Brief: Copy all the entries below in full, including each request's wording and its sample list, and shift every bounding box coordinate in the answers by -63 while leaving the sample coordinates inside the requests unchanged.

>>>>

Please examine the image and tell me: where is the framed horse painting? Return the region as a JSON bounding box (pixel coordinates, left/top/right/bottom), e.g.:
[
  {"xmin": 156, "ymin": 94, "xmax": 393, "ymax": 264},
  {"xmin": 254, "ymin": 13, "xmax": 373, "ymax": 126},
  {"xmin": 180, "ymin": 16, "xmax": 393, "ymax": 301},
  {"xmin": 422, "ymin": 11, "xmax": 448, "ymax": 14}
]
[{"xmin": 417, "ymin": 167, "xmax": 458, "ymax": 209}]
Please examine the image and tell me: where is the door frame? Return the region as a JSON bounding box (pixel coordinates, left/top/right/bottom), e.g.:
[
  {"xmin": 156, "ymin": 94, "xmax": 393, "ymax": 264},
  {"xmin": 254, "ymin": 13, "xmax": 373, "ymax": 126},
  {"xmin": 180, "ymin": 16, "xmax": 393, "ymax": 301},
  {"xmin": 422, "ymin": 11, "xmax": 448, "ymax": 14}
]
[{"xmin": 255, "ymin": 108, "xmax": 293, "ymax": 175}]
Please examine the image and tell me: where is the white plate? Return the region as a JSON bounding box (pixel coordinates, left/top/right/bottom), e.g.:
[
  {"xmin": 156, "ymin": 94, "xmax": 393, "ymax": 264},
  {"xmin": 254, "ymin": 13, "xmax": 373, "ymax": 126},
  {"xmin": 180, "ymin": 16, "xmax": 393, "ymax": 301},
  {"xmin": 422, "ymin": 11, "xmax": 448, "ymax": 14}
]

<<<<

Solution for this exercise:
Please examine the image and tell me: where is the framed horse painting? Return the region as a JSON bounding box (pixel coordinates, left/top/right/bottom), e.g.:
[
  {"xmin": 156, "ymin": 94, "xmax": 393, "ymax": 264},
  {"xmin": 254, "ymin": 13, "xmax": 373, "ymax": 126},
  {"xmin": 180, "ymin": 16, "xmax": 393, "ymax": 301},
  {"xmin": 422, "ymin": 11, "xmax": 448, "ymax": 14}
]
[{"xmin": 354, "ymin": 104, "xmax": 395, "ymax": 146}]
Please examine the image and tell me: where is the door frame? Return the region as a JSON bounding box (pixel coordinates, left/top/right/bottom), e.g.:
[
  {"xmin": 156, "ymin": 94, "xmax": 393, "ymax": 264},
  {"xmin": 254, "ymin": 13, "xmax": 373, "ymax": 126},
  {"xmin": 180, "ymin": 16, "xmax": 393, "ymax": 301},
  {"xmin": 422, "ymin": 11, "xmax": 448, "ymax": 14}
]
[{"xmin": 192, "ymin": 45, "xmax": 230, "ymax": 112}]
Please examine the image and tell me: where is the white plate? Return the region as a JSON bounding box (pixel coordinates, left/top/right/bottom), e.g.:
[
  {"xmin": 156, "ymin": 94, "xmax": 393, "ymax": 264},
  {"xmin": 254, "ymin": 13, "xmax": 373, "ymax": 126},
  {"xmin": 180, "ymin": 16, "xmax": 393, "ymax": 301},
  {"xmin": 422, "ymin": 11, "xmax": 448, "ymax": 14}
]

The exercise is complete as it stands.